### Work order
Up to and including the line that contains "box: [319, 106, 333, 137]", write out every line of the entries exactly, beginning with the first. Omit the pictures.

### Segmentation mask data
────────────────

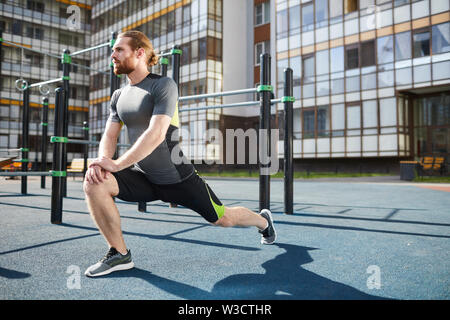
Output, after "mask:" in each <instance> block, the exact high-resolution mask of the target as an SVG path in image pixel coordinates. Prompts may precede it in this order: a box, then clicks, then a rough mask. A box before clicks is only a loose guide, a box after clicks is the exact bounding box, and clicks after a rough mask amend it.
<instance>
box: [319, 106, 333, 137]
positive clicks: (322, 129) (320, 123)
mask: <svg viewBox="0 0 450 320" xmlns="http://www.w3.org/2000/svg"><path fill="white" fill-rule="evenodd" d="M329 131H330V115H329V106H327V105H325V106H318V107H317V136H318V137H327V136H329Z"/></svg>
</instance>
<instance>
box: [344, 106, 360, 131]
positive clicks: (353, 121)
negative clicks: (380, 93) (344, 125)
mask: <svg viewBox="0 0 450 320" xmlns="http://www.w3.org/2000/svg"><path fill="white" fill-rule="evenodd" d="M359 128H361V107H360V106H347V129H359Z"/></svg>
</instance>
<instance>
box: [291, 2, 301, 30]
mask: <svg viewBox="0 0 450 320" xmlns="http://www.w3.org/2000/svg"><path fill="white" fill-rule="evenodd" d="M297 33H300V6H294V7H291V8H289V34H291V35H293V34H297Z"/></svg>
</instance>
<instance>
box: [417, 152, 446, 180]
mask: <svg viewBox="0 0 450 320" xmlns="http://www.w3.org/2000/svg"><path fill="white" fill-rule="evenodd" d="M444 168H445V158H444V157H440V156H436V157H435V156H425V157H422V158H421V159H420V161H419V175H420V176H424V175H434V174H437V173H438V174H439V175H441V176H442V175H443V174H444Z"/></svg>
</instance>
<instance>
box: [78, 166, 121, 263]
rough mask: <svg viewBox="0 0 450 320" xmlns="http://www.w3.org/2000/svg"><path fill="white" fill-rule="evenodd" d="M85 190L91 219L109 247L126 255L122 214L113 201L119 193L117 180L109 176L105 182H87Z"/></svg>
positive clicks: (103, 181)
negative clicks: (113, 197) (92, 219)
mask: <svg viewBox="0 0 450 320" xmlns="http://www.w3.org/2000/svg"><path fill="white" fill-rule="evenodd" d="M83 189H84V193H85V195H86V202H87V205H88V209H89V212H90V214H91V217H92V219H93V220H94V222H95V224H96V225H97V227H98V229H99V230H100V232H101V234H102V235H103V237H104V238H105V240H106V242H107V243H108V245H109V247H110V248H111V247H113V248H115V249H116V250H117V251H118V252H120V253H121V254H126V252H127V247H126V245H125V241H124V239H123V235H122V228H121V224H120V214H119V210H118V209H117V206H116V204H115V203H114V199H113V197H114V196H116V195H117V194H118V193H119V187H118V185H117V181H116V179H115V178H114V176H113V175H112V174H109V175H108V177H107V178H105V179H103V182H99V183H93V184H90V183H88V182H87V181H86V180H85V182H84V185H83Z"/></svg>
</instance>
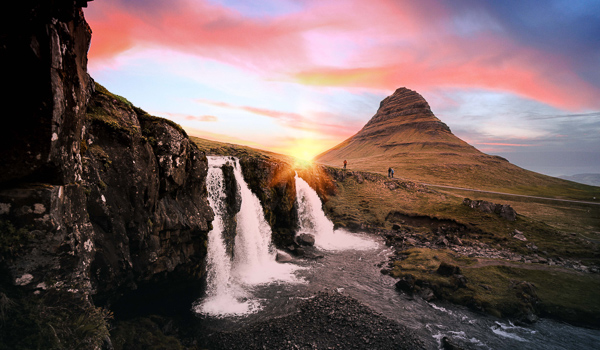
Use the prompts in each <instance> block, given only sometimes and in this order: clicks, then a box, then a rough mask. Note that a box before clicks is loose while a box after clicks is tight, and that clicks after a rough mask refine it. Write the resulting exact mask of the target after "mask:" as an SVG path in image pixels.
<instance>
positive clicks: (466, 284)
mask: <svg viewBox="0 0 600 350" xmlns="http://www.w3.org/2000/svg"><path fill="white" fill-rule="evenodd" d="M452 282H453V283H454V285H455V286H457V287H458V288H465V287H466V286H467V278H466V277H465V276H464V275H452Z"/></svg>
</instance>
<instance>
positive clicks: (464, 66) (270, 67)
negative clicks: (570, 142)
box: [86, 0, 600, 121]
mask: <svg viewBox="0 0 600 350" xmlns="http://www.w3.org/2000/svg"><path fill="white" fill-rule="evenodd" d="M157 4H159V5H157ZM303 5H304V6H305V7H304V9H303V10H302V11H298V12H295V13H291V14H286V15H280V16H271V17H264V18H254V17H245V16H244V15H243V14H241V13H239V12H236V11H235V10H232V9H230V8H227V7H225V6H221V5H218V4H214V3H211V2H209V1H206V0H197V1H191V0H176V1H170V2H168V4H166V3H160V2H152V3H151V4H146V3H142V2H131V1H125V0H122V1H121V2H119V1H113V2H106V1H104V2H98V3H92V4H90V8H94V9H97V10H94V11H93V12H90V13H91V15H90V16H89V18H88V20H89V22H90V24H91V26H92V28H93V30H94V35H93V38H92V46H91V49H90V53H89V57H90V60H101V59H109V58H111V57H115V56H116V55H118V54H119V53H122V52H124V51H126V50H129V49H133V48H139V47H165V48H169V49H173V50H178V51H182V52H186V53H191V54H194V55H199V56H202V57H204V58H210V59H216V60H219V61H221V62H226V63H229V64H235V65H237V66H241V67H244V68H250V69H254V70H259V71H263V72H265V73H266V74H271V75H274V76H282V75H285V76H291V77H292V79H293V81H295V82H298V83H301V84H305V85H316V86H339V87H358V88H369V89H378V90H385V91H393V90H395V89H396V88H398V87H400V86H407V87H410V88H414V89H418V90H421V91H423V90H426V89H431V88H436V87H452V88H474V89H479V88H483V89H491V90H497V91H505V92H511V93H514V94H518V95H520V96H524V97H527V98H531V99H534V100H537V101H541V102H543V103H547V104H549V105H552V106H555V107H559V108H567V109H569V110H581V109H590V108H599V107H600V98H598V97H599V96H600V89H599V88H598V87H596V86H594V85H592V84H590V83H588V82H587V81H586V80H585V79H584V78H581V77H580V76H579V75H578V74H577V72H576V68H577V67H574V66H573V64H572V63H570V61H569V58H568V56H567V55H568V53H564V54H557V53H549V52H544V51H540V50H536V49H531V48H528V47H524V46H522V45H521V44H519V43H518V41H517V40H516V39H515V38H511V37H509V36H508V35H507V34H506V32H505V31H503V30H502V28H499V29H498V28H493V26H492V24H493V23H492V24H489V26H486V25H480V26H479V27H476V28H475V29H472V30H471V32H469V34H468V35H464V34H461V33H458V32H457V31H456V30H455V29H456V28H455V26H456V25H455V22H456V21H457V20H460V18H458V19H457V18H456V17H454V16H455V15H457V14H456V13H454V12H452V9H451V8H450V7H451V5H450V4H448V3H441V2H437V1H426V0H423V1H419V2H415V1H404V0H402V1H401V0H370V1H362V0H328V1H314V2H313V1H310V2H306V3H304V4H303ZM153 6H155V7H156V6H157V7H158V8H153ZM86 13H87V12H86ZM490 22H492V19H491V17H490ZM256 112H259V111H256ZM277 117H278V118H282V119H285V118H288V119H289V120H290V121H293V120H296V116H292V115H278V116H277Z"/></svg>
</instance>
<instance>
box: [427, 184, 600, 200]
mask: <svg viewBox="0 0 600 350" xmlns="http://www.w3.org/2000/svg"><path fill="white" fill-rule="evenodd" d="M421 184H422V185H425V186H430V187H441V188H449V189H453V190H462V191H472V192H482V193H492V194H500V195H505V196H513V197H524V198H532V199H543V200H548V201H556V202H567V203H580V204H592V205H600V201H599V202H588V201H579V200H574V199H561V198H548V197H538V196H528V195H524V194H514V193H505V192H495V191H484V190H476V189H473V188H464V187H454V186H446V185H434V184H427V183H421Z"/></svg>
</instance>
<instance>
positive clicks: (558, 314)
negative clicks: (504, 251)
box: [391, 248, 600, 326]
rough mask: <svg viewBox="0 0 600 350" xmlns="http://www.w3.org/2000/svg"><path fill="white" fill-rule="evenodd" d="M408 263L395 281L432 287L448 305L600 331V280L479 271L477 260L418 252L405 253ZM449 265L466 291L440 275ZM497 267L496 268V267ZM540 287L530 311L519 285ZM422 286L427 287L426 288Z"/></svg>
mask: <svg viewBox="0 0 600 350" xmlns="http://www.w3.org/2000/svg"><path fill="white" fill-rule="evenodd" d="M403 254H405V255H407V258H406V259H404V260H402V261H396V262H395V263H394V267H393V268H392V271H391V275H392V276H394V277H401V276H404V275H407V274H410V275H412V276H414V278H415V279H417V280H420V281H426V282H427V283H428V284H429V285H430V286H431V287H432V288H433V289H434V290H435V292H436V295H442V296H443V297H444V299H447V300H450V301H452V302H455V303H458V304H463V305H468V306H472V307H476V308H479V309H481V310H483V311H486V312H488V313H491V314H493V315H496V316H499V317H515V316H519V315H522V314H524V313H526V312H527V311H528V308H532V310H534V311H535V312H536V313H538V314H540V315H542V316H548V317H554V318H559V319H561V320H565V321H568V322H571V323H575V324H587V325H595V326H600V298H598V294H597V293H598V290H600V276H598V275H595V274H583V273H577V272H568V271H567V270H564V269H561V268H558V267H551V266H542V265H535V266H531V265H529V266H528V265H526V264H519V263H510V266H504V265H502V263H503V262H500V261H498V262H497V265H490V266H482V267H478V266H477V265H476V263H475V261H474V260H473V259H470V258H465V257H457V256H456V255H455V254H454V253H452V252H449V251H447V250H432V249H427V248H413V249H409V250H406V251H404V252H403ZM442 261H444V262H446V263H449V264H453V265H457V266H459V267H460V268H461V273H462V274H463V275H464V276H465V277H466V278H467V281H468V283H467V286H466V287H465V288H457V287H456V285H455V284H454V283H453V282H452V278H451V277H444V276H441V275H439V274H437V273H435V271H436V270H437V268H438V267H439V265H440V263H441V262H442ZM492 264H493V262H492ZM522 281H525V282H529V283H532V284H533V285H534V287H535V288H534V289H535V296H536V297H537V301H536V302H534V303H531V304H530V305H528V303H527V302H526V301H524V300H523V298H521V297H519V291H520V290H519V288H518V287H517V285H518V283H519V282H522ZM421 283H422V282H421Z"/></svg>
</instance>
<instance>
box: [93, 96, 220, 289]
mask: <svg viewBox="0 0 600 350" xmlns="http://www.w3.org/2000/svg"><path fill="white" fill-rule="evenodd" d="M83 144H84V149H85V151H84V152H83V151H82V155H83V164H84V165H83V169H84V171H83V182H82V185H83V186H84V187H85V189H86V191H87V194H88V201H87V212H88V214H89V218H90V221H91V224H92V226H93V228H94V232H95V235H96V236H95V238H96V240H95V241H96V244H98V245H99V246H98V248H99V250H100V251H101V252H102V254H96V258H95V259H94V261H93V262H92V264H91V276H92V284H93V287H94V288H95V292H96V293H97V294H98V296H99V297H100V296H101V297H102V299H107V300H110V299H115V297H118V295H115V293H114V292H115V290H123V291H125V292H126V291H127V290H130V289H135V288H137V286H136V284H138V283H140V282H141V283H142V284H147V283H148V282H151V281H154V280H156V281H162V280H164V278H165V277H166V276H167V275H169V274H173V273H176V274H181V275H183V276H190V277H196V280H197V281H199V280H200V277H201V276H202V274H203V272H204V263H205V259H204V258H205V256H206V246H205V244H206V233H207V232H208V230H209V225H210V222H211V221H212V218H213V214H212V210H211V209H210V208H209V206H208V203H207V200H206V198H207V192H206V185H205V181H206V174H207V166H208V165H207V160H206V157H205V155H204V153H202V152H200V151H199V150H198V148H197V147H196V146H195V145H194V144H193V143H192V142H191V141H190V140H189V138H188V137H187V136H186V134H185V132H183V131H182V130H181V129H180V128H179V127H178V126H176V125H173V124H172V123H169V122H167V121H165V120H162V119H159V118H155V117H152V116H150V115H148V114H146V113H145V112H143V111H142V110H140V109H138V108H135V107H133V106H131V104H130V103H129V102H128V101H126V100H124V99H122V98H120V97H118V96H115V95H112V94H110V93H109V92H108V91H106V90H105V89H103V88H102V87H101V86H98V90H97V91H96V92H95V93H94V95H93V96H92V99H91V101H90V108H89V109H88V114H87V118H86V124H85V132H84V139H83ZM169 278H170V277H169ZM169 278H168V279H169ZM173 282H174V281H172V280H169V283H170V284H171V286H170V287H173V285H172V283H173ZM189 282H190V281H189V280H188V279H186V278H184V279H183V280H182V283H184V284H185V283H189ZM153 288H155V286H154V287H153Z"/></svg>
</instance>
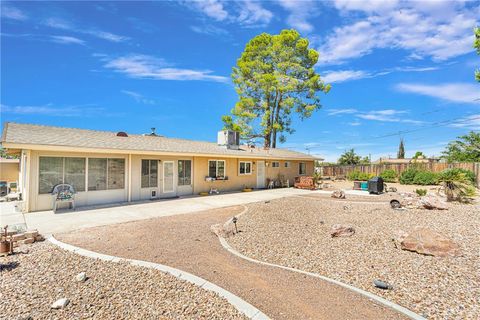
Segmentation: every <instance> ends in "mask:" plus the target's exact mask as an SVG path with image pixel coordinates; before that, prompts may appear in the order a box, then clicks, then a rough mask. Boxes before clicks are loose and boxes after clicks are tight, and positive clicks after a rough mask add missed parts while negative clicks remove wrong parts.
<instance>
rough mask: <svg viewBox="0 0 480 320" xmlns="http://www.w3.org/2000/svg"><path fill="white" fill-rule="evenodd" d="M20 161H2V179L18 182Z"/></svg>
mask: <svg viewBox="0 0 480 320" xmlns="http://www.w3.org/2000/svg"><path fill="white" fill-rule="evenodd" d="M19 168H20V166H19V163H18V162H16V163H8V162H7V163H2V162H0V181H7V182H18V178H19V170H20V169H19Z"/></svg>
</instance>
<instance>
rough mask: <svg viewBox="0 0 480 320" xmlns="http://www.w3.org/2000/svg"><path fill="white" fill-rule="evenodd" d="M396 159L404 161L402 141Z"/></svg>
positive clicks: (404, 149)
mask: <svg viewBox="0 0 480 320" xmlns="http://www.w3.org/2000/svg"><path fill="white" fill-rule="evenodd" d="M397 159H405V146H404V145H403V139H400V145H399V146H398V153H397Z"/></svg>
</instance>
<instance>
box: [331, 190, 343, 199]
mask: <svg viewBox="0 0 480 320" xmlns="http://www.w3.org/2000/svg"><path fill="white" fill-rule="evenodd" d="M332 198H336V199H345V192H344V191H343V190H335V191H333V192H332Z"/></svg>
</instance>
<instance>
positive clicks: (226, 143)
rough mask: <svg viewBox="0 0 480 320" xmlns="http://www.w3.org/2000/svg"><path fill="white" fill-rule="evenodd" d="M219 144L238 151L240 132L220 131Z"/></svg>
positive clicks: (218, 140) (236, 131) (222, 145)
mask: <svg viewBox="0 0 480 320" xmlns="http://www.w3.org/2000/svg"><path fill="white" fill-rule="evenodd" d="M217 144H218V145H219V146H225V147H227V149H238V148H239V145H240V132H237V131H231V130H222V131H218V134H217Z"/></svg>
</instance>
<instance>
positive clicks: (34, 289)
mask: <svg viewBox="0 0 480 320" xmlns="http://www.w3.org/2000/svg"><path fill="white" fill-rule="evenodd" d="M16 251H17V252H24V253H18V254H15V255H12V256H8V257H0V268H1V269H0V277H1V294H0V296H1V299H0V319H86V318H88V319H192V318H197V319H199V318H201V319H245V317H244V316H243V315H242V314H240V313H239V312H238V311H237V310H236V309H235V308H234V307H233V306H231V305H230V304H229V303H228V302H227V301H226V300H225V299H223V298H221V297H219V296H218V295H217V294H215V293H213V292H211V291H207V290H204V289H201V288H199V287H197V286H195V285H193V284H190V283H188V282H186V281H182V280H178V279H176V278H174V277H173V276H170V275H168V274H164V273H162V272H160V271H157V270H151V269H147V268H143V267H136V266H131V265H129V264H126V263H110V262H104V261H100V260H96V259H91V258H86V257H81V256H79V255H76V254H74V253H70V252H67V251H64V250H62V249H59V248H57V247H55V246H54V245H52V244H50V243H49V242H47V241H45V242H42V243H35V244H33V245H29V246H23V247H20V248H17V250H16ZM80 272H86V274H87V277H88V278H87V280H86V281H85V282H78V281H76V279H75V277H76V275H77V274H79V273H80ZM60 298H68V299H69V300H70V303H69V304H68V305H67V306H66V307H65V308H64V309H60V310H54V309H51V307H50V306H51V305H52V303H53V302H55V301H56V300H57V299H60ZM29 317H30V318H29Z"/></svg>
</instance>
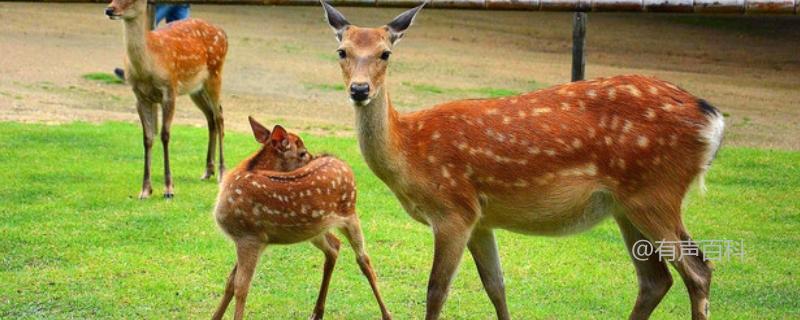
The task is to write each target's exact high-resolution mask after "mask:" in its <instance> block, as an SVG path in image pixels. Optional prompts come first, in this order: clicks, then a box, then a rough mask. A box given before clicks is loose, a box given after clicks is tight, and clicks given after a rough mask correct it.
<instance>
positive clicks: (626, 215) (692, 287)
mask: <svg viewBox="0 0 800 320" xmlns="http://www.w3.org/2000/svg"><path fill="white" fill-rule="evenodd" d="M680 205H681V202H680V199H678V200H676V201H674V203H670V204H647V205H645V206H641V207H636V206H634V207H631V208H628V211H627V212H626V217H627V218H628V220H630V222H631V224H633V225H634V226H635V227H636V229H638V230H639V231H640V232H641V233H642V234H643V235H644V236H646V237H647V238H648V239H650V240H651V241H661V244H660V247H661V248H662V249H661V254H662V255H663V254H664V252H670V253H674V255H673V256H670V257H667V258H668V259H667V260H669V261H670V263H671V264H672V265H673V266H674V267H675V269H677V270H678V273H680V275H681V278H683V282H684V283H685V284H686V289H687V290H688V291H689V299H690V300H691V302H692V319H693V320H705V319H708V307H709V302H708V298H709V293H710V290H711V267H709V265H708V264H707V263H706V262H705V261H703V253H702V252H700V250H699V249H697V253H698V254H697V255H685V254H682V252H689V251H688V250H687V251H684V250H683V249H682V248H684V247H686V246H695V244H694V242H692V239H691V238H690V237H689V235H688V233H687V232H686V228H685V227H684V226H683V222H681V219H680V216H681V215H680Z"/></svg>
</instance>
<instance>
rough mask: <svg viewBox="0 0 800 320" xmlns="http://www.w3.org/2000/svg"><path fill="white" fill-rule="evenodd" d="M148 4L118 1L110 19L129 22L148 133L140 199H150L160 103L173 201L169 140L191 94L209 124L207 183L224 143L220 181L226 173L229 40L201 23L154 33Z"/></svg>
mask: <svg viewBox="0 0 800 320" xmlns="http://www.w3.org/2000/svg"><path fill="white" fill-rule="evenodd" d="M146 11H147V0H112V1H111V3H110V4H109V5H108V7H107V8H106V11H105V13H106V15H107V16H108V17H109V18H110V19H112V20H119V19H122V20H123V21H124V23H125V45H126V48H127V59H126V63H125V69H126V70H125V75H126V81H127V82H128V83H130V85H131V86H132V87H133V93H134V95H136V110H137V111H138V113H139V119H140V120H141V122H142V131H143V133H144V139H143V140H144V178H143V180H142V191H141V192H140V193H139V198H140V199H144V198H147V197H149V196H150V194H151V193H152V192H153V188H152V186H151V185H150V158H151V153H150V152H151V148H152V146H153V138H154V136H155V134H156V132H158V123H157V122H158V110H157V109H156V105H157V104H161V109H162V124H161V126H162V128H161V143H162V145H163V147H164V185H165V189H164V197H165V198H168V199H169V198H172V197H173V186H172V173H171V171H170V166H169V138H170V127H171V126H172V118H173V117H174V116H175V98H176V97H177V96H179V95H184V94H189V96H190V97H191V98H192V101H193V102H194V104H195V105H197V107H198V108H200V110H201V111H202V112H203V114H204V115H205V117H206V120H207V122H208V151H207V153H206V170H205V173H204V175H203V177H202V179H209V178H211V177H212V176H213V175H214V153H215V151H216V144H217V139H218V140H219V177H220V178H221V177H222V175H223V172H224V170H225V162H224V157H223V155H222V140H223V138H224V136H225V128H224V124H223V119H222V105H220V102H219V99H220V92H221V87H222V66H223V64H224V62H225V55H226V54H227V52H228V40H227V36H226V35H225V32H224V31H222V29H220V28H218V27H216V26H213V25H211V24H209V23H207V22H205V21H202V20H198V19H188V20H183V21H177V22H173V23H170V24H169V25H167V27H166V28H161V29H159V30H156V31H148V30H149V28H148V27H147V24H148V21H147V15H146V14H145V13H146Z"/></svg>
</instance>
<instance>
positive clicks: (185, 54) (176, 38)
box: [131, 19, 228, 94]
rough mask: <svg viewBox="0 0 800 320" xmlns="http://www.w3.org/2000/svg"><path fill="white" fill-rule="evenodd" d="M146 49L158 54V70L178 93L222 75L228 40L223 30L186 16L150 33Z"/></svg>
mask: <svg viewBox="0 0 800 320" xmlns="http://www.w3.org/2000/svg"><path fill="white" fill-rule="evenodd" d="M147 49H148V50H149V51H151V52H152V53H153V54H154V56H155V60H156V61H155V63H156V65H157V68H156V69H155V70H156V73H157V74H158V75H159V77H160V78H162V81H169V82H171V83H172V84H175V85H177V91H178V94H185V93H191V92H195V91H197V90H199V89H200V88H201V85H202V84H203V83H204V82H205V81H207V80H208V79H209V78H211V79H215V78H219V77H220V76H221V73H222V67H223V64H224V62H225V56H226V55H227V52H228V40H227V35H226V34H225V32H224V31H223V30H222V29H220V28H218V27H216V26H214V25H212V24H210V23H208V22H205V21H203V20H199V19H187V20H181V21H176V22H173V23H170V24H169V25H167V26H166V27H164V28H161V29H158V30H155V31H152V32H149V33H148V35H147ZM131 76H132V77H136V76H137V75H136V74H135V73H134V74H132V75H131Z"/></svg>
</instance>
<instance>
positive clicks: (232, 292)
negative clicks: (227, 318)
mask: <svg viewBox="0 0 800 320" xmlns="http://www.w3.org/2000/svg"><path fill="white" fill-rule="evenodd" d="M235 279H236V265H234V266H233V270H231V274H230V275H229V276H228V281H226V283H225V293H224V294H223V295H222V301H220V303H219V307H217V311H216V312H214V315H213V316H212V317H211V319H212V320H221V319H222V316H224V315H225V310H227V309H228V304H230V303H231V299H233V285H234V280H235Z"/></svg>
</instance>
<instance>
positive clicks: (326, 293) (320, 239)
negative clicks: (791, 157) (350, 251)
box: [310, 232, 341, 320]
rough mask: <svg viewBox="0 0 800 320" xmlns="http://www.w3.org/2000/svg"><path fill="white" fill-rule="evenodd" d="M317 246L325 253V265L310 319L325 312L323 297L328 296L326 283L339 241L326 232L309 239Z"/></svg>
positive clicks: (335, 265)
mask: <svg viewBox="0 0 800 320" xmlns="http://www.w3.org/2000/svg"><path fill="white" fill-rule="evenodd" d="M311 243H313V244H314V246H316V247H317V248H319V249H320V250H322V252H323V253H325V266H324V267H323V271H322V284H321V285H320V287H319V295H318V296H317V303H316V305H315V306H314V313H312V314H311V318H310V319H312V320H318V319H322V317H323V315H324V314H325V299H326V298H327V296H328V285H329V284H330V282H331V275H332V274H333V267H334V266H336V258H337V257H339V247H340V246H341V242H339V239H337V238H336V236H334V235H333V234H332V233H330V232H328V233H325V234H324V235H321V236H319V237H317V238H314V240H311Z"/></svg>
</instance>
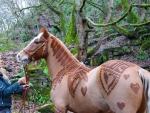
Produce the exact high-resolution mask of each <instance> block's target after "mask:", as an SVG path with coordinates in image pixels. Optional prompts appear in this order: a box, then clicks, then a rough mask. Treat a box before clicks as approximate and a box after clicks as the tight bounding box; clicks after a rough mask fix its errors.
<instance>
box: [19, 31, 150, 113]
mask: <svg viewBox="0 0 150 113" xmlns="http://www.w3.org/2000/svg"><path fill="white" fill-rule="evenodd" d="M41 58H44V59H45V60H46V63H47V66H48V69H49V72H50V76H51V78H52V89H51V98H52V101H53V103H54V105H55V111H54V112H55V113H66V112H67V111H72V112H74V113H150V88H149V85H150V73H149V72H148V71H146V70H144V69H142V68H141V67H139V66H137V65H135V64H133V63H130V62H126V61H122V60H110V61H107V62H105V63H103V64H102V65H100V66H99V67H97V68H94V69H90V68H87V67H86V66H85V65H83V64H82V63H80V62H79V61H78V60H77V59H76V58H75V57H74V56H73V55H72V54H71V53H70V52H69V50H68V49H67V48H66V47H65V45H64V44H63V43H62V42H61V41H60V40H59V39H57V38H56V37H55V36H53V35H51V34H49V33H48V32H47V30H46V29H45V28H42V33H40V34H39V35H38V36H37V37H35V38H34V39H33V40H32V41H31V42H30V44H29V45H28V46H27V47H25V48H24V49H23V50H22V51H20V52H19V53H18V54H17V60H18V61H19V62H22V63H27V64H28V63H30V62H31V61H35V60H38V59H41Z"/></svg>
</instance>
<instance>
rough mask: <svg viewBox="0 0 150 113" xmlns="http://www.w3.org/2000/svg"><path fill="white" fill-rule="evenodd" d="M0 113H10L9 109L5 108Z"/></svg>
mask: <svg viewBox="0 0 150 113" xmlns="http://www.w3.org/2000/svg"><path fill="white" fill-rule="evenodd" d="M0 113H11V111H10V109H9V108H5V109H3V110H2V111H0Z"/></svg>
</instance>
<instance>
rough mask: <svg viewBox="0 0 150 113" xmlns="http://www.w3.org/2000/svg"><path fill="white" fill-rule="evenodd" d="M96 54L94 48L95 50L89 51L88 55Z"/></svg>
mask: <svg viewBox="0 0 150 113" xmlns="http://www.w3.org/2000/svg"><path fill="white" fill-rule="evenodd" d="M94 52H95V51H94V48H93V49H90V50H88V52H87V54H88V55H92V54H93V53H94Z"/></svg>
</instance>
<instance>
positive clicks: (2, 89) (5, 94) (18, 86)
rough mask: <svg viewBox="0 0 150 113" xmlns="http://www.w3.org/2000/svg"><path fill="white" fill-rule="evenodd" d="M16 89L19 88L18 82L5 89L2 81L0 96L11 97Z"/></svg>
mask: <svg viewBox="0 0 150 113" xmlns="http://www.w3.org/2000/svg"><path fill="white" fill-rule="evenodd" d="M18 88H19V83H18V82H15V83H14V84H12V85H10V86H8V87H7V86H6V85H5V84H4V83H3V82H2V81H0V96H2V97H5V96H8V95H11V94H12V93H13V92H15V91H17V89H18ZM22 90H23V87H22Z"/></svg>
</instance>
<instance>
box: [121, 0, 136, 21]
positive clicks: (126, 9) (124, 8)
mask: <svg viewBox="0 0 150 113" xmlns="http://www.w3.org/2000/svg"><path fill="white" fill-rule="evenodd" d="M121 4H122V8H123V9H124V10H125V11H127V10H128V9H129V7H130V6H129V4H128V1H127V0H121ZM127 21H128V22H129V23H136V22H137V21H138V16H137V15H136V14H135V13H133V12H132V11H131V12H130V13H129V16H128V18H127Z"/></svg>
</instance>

────────────────

### Answer for the task
Output, after "mask:" in each <instance> block, the exact high-resolution mask of the target as an SVG path in image pixel coordinates. Prompts may precede it in this order: a box, then clicks, then a rough mask. A box before clicks is only a loose guide, a box after clicks is the exact bounding box, and clicks after a rough mask amend it.
<instance>
box: [319, 106, 333, 137]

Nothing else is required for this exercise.